[Stored entries]
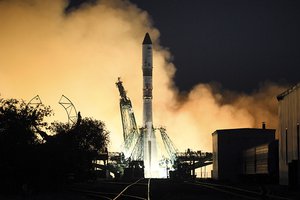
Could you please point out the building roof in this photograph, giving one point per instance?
(242, 130)
(288, 91)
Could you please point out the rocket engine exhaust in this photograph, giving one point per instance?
(150, 146)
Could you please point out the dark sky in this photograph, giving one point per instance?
(238, 43)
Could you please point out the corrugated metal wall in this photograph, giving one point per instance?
(289, 118)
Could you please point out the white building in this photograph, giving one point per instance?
(289, 119)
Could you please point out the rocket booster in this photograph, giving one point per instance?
(147, 82)
(150, 149)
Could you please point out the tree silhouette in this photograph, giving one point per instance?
(79, 145)
(19, 141)
(30, 157)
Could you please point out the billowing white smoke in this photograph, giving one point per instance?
(45, 51)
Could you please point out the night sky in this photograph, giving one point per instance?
(237, 43)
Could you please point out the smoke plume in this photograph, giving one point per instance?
(46, 51)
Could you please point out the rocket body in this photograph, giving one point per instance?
(150, 146)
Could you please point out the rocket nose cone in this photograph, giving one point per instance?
(147, 39)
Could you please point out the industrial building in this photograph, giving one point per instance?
(288, 131)
(228, 148)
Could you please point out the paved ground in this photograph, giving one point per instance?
(160, 189)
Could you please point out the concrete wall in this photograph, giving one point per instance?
(228, 147)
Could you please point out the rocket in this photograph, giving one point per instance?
(150, 148)
(147, 81)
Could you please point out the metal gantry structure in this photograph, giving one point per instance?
(133, 136)
(130, 131)
(70, 109)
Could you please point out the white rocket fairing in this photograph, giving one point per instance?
(150, 146)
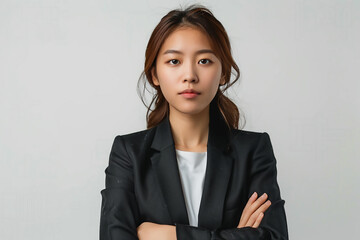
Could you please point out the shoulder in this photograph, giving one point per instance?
(135, 138)
(249, 138)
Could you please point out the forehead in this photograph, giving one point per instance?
(186, 39)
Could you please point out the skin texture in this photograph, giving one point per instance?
(189, 117)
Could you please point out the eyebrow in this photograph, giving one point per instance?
(197, 52)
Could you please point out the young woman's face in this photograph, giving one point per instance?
(187, 62)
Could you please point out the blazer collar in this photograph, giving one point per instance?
(217, 175)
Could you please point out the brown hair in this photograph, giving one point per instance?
(195, 16)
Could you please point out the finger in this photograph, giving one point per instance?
(244, 215)
(250, 208)
(261, 209)
(258, 220)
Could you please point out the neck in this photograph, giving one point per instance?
(190, 132)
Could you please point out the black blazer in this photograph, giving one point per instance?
(143, 185)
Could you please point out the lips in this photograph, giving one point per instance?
(190, 91)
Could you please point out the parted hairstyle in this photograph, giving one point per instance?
(201, 18)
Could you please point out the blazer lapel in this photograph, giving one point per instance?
(217, 175)
(167, 171)
(218, 172)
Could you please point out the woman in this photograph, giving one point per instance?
(192, 174)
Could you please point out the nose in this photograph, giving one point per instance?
(190, 75)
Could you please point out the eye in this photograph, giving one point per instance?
(173, 61)
(203, 61)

Problem details:
Pictures are excluded; output everything else in the data verbatim.

Solution below:
Could you please point out the building roof in this photograph, giving one point per instance?
(242, 130)
(288, 91)
Could you please point out the rocket engine exhaust in this photograph, giving one point per instance?
(150, 146)
Could you please point out the dark sky in this photograph, giving one point per instance?
(238, 43)
Could you please point out the corrugated metal wall in this photograph, giving one point per instance?
(289, 118)
Could you please point out the white building in this photograph, giving one point per instance?
(289, 119)
Could you please point out the rocket booster in this photograph, giving one point per instance?
(147, 82)
(150, 149)
Could you please point out the tree silhouette in this photograph, giving one point per instance?
(79, 145)
(19, 141)
(30, 157)
Could you please point out the billowing white smoke in this photograph, giving one point per instance?
(45, 51)
Could you please point out the night sky in this photograph, giving one point per instance?
(237, 43)
Could you please point out the smoke plume in this photograph, giving one point per instance?
(46, 51)
Could you please point out the rocket body in this photograph, giving one point per instance?
(150, 146)
Could you please point out the rocket nose cone in this photograph, giving one point per instance?
(147, 39)
Could you please point out the industrial building in this photograph, giving one point per instance?
(288, 131)
(228, 148)
Could you please point out the paved ground in this photograph, giving one point per instance?
(160, 189)
Could you please point out the concrete wall in this photograph, giving one point per instance?
(228, 147)
Could you please point out the rocket in this photograph, giving one point per instance?
(150, 148)
(147, 81)
Could you please point out the metal gantry structure in this photograph, giving one point per instance?
(133, 136)
(130, 131)
(70, 109)
Could you please point out the white rocket fairing in this photograph, giving one point per instance?
(150, 146)
Could you please point out the shoulder in this photograph, giving one point per instance?
(135, 138)
(249, 138)
Could you please point out the forehead in this photograph, giving one point per instance?
(186, 39)
Could you please point out the skin texture in this photograph, giving one point per instance?
(189, 117)
Could you please point out the eyebrow in this photograph, giving one point per instance?
(197, 52)
Could you please point out the young woman's face in this photograph, giving one point per instance?
(187, 62)
Could you please point out the blazer collar in this photograph, giving one point per instance?
(217, 175)
Could you please point out the brown hair in this photograph, giving one point per instance?
(195, 16)
Could you please point out the finger in this photograph, giving one point per instance?
(244, 215)
(250, 208)
(261, 209)
(258, 220)
Could you please point out the neck in this photograph, giving one point per instance?
(190, 132)
Could you please point out the black blazer in this photograph, giving one point per instance?
(143, 185)
Could you please point out the lips in this photograph, giving one point per instance?
(190, 91)
Could you please point out the parted hairstyle in this photograph, giving one point per instance?
(201, 18)
Could you please point out the blazer lapel in this photograph, giving one point per instance?
(217, 175)
(167, 171)
(218, 172)
Could you please point out the woman in this photograph, giving one point per instance?
(192, 174)
Could you please point out the nose in this photograph, giving one point per instance?
(190, 75)
Could you please point out the eye in this photograph, giving one point per instance?
(173, 61)
(203, 61)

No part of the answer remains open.